→ SELECTED EXCERPT:
The basics of conventional image-based techniques such as particle image velocimetry (PIV) have been reviewed in detail [8,9]. Image-based methods, such as large-scale particle image velocimetry (LSPIV) and space–time image velocimetry (STIV) techniques, are indirect methods used to convert images of free surface stream flow recorded on video to estimate flow velocity using image processing and analysis technologies [10]. Both techniques are visualization approaches that were developed from PIV in laboratory experiments [8,11]. The first field investigations of image velocimetry measurements were started in Japan in river environments [11,12].
There are many challenges to be considered when using LSPIV techniques, for instance, the lacking of surface wave and floating debris on the water surface, moreover, and availability of light reflection and vegetation increase the uncertainties of the final results. The percentage of error in estimated flow rate using LSPIV was within −5% to 7% [13]. A. A. Harpold et al. (2006) [14] tested the LSPIV method under different conditions and he found that on increasing the angle of camera to the channel bed, more error is generated in the image ortho-rectification. Additionally, the mean error of the LSPIV discharge measurements was less than 10% compared with wire discharge measurement for the same flow condition.
The utilization of natural tracers and water turbid current conditions can minimize the effects of sun reflection and enhance the estimated velocity results [15]. Various research studies have investigated the performance of various image-based methods in humid environments, such as LSPIV, Particle Tracking Velocimetry (PTV), and STIV [7,16].

→ EXTRACTED DATA:
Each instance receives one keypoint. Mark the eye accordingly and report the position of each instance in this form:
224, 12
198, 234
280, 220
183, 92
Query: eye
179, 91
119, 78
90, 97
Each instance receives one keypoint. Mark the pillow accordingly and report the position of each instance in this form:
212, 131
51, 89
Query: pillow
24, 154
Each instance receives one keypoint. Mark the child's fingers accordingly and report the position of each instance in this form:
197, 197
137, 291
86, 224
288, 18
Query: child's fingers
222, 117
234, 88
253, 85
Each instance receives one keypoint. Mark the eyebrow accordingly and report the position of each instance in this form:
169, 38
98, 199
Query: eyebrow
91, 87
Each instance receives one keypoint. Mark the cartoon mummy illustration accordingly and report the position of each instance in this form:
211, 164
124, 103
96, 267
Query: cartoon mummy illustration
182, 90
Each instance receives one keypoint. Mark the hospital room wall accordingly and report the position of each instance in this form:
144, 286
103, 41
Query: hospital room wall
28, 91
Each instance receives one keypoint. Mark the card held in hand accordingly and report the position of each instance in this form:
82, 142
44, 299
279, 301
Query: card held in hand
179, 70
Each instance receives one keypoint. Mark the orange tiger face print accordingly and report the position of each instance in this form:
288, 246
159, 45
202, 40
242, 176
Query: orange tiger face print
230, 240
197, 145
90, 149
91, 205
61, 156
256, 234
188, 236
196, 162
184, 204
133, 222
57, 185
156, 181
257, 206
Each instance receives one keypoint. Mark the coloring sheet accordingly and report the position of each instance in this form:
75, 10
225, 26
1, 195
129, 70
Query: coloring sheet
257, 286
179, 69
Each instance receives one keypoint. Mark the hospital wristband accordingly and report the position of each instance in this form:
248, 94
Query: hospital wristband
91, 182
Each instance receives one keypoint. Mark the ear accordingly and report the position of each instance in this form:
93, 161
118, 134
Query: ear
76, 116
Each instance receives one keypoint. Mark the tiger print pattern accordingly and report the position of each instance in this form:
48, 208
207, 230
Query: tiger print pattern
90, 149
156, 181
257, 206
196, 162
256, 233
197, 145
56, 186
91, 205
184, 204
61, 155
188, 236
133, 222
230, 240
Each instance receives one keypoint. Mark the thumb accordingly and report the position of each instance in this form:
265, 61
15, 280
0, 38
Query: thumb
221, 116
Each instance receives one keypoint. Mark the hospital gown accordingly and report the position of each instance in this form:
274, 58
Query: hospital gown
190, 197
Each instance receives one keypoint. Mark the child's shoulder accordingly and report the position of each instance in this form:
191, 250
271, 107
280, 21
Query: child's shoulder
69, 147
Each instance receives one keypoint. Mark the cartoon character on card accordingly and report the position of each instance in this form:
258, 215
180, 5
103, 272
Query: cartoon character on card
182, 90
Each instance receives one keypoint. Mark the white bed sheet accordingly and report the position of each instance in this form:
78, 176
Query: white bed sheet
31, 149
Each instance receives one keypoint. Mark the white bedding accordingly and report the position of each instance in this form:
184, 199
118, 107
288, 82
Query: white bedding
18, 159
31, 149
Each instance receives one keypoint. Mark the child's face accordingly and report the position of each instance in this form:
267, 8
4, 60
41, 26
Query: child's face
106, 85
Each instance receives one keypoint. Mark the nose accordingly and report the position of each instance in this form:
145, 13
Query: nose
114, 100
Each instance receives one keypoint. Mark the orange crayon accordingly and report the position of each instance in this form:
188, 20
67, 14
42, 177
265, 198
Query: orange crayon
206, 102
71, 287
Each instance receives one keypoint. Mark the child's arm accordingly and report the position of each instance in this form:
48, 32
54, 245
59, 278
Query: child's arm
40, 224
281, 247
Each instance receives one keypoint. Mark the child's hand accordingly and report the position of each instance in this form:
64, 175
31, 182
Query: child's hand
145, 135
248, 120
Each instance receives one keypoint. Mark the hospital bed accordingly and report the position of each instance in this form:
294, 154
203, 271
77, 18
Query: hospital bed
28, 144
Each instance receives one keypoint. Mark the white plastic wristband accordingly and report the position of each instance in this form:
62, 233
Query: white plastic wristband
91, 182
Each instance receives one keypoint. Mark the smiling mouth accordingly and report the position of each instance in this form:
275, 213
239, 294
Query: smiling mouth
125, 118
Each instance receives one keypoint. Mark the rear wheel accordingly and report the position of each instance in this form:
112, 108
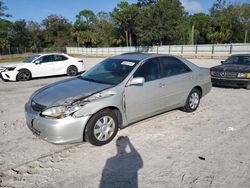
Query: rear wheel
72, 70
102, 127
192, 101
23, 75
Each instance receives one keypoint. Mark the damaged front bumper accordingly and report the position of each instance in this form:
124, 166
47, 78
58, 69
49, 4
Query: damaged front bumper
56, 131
...
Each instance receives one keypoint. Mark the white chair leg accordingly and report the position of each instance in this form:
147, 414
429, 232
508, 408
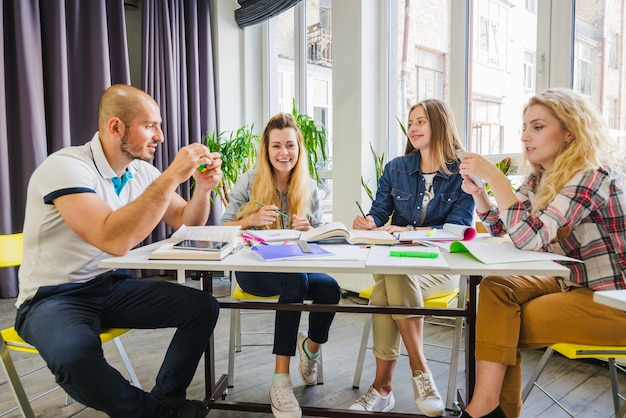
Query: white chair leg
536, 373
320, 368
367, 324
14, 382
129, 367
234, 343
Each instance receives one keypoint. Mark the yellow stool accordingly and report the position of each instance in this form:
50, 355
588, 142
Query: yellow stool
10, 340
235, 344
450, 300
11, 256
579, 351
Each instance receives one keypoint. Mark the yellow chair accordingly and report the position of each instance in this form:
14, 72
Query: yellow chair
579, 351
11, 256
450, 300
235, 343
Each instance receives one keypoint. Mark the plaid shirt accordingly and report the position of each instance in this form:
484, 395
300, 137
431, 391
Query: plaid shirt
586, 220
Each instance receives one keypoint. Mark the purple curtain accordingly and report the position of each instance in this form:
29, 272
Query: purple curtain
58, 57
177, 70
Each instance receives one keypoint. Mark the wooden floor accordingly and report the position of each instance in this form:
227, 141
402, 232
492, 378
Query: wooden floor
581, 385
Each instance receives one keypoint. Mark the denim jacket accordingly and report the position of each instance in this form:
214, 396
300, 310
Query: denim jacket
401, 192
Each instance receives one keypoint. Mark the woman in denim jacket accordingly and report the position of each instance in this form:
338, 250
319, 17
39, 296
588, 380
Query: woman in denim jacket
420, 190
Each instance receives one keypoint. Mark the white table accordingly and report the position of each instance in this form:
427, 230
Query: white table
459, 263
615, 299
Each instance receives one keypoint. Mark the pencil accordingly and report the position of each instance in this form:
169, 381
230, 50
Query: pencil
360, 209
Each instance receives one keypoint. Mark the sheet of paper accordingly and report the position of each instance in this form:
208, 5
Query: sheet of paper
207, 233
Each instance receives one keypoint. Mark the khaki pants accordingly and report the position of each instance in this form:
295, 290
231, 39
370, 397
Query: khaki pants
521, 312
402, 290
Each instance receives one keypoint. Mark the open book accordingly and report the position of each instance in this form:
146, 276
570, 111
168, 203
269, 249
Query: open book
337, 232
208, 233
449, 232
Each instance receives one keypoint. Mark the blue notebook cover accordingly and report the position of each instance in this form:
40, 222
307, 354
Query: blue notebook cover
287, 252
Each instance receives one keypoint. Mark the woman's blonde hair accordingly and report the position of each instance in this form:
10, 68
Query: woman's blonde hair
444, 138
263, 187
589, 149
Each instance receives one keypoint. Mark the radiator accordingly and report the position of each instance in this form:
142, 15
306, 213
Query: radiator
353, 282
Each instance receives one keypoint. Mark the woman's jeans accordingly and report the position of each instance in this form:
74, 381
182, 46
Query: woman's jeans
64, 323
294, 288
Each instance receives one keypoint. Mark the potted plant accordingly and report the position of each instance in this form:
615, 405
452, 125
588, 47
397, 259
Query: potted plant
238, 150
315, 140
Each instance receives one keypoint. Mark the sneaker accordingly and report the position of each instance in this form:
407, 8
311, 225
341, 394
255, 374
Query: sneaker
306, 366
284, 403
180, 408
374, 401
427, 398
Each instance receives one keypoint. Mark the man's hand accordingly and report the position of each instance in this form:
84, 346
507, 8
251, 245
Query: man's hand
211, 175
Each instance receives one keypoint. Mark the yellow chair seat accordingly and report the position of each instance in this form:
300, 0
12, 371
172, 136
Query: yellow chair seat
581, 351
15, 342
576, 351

→ PROBLEMS TO WORK ON:
1. In the image velocimetry passage, what reason does it give for calling LSPIV and STIV indirect methods? Answer in one to three sentences.
2. Continue the passage on image velocimetry from the point where it stops.

→ RESPONSES FOR EACH TASK:
1. They are called indirect because they don't take velocity readings in the water. Instead, they take video images of the free surface of the stream flow and turn them into flow velocity estimates using image processing and analysis technologies.

2.
The LSPIV technique is among the most commonly investigated type of flash flood monitoring systems, and several studies of image-based methods have been undertaken in riverine systems [5,6,7,8,9,10]. However, this is the first time that LSPIV and STIV have been implemented to measure the flow discharge of wadi floods in an arid environment. The main differences between wadi flash floods and normal river floods in humid environments are the occurrences and locality of the wadi flood with high flood peaks and rapid flow inundation. Thereby, using non-contact methods such as the LSPIV technique in a flash flood monitoring system will help to improve the quality of field measurements. This type of technique is dependent on measuring the surface flow velocity, which can then be utilized to compute the peak discharge. Previous publications have concluded that the LSPIV technique can be used to design real-time flood monitoring network systems, so this seems to be a reliable, innovative approach [17].
The STIV technique is dependent on surface textures, which include surface flow waves, brightness, and color variation, to measure surface flow velocity. This technique uses sequential frames over time changing with specified spacing in the search lines set parallel to the flow direction [15,16]. The main concept of this technique is extracting the brightness and texture information, which is called the image intensity distribution (IID), from sequentially recorded frames passing over the segment lines [17,18].
Remote image-based methods such as LSPIV and STIV have been widely applied to river channels to improve the accuracy of flow rate measurements. In addition, the visual investigations of surface flow features can assist the scientific understanding of the real situation and are a highly recommended method [19]. Finally, monitoring systems that use image analysis have an advantage of presenting clear visual images of real-time situations, which, by indicating the velocity of surface flow, can help prevent disasters. Therefore, LSPIV and STIV techniques used at remote monitoring stations are powerful and affordable hydrometric tools that can help measure surface flow velocity. The current paper aims to investigate the efficiency of using LSPIV and STIV techniques in wadi systems to obtain peak discharges for medium-sized flood events.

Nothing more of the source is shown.